- **EXERCISE AIM**: Could you transcribe the entries below exactly, starting at the line that contains "For every instance of the ceiling" and stopping at the last line, without any pictures?

- **INFORMATION PROVIDED**:
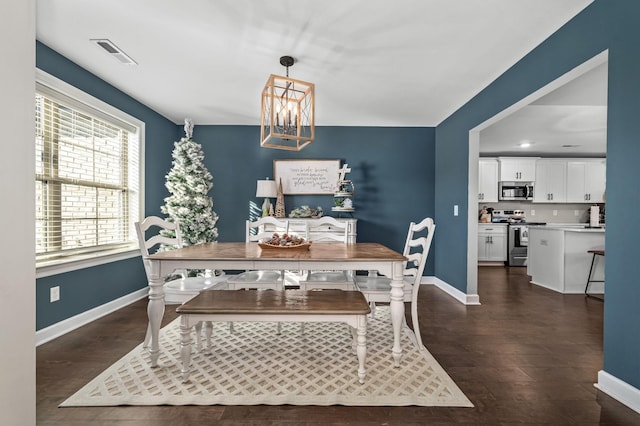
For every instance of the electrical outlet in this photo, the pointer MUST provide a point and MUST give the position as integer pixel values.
(54, 293)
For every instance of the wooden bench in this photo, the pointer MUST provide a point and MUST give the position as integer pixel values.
(274, 305)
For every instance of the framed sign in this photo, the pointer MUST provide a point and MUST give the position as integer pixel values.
(307, 176)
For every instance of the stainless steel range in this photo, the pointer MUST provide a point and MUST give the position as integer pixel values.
(517, 236)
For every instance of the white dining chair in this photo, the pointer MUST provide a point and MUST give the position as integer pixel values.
(342, 280)
(153, 236)
(376, 289)
(255, 231)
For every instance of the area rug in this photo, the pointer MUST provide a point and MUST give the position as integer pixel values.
(255, 365)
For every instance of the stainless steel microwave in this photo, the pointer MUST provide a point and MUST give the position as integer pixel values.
(508, 191)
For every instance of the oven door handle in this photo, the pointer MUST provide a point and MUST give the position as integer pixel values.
(516, 237)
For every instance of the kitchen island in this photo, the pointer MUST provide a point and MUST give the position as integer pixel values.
(559, 258)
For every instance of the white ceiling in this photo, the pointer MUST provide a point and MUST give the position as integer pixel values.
(374, 62)
(571, 120)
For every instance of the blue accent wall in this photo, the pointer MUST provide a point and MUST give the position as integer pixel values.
(393, 170)
(605, 24)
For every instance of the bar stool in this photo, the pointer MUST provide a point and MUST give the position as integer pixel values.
(595, 252)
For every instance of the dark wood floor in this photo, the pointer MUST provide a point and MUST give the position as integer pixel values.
(526, 355)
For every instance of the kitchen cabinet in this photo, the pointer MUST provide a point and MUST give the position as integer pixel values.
(488, 180)
(492, 242)
(551, 180)
(518, 169)
(586, 180)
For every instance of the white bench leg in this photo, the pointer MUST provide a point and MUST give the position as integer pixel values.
(208, 329)
(185, 347)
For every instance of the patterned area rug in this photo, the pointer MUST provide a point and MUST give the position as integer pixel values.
(255, 365)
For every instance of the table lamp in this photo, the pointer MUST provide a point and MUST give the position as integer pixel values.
(267, 189)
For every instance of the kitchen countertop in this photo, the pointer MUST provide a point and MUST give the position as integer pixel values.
(578, 227)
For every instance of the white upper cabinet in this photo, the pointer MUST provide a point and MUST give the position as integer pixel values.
(517, 169)
(551, 180)
(586, 180)
(488, 180)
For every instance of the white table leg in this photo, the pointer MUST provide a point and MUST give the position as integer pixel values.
(155, 311)
(185, 347)
(397, 310)
(198, 328)
(361, 349)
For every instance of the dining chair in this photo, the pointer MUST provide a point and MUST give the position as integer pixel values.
(376, 289)
(255, 231)
(153, 236)
(327, 279)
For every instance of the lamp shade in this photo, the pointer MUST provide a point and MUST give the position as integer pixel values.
(267, 189)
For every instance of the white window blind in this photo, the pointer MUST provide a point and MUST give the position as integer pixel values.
(87, 178)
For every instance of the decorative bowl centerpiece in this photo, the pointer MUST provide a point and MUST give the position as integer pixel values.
(285, 241)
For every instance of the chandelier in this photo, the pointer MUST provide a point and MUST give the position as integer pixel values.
(287, 119)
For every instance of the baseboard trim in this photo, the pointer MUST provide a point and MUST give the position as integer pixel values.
(70, 324)
(619, 390)
(466, 299)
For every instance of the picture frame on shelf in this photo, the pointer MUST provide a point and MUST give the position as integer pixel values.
(310, 177)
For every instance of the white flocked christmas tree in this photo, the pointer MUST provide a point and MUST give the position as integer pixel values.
(189, 183)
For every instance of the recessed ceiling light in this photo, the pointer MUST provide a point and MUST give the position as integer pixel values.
(114, 51)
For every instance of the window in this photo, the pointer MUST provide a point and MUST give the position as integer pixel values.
(87, 177)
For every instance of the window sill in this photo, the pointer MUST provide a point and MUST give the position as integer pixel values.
(55, 267)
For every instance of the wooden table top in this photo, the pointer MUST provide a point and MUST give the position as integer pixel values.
(266, 302)
(251, 251)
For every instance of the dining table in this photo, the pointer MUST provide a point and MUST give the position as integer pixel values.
(357, 256)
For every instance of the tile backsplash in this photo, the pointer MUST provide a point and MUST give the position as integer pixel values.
(542, 212)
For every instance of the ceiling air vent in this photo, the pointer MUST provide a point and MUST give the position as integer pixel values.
(114, 51)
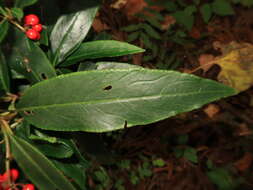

- **RESPONSE FOR THIS EXERCISE**:
For every instance of the ceiling air vent in this photo, the pointer MUST provide a point and MUST give the position as integer pixel values.
(114, 51)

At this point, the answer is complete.